Data extract
● ● ● ● ●

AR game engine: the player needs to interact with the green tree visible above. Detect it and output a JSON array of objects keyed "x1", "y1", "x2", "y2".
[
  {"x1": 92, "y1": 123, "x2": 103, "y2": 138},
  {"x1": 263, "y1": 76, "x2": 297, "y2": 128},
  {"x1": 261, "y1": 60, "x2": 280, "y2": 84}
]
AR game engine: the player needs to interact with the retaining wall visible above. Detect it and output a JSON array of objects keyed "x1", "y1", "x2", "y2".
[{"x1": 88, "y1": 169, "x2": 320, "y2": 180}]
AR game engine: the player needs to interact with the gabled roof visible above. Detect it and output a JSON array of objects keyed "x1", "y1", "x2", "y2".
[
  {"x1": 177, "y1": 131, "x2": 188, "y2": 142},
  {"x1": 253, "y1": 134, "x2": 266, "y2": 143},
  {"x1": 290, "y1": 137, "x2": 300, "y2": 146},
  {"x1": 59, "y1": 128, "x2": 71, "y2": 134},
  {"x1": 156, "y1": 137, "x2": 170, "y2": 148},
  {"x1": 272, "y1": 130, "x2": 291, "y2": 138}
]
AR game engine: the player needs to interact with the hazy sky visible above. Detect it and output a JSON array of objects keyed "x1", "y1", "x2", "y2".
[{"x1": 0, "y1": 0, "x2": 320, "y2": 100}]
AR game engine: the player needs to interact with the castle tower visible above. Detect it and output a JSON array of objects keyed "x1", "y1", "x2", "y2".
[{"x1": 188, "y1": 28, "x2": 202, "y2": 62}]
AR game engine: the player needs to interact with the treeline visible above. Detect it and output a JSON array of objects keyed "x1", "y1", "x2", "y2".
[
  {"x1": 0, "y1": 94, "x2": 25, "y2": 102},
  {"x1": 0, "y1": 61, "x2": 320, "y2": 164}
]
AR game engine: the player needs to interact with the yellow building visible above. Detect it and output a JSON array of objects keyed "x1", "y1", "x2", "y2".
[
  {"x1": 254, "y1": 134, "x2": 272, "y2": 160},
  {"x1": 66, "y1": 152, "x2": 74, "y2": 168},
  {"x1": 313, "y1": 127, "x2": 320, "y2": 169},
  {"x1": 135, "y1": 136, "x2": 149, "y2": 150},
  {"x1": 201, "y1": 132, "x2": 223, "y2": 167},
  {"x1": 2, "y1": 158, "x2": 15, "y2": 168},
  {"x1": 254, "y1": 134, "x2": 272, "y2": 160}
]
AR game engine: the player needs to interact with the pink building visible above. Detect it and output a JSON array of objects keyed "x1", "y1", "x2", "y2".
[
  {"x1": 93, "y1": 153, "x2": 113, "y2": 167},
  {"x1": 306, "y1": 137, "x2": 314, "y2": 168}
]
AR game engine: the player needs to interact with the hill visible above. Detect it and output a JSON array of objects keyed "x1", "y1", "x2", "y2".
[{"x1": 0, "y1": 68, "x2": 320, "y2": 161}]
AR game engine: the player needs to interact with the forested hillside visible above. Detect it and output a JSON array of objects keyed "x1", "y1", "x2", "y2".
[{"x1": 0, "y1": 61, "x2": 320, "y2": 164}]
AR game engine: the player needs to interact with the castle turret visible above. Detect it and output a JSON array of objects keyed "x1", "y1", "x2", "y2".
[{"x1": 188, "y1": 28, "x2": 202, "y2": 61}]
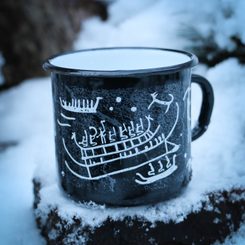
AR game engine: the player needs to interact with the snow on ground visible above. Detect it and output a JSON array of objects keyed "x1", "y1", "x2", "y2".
[{"x1": 0, "y1": 0, "x2": 245, "y2": 245}]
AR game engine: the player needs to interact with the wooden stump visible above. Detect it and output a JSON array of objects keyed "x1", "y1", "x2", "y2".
[{"x1": 33, "y1": 177, "x2": 245, "y2": 245}]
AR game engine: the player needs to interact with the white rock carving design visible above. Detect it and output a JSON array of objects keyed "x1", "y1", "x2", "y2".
[
  {"x1": 60, "y1": 97, "x2": 103, "y2": 113},
  {"x1": 58, "y1": 93, "x2": 180, "y2": 184}
]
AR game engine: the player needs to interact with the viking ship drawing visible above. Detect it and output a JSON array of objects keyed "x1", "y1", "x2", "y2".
[
  {"x1": 62, "y1": 102, "x2": 180, "y2": 184},
  {"x1": 59, "y1": 97, "x2": 103, "y2": 113}
]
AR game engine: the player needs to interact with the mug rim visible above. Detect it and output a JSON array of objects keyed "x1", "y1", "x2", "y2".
[{"x1": 43, "y1": 46, "x2": 198, "y2": 77}]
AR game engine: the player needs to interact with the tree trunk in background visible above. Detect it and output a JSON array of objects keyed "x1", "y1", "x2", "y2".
[{"x1": 0, "y1": 0, "x2": 107, "y2": 90}]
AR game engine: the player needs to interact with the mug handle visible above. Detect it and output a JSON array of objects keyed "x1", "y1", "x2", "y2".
[{"x1": 191, "y1": 74, "x2": 214, "y2": 141}]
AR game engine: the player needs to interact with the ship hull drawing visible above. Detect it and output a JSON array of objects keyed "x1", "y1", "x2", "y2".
[{"x1": 62, "y1": 100, "x2": 180, "y2": 185}]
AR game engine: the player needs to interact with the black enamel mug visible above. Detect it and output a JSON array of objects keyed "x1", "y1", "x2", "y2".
[{"x1": 44, "y1": 48, "x2": 214, "y2": 206}]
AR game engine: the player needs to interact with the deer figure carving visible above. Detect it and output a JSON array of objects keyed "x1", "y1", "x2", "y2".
[{"x1": 148, "y1": 92, "x2": 174, "y2": 113}]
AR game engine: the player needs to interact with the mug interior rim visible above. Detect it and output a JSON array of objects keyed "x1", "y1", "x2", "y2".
[{"x1": 43, "y1": 47, "x2": 198, "y2": 77}]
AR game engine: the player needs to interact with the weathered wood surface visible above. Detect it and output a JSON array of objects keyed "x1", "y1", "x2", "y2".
[{"x1": 33, "y1": 179, "x2": 245, "y2": 245}]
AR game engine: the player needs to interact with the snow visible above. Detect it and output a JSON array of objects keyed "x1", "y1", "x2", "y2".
[{"x1": 0, "y1": 0, "x2": 245, "y2": 245}]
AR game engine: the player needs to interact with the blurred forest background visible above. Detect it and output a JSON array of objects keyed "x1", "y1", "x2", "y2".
[
  {"x1": 0, "y1": 0, "x2": 245, "y2": 244},
  {"x1": 0, "y1": 0, "x2": 245, "y2": 90}
]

● ● ● ● ●

Exercise
Report how many lines in the entries above contain the string "green" with case matched exactly. Give only the number.

Correct response
1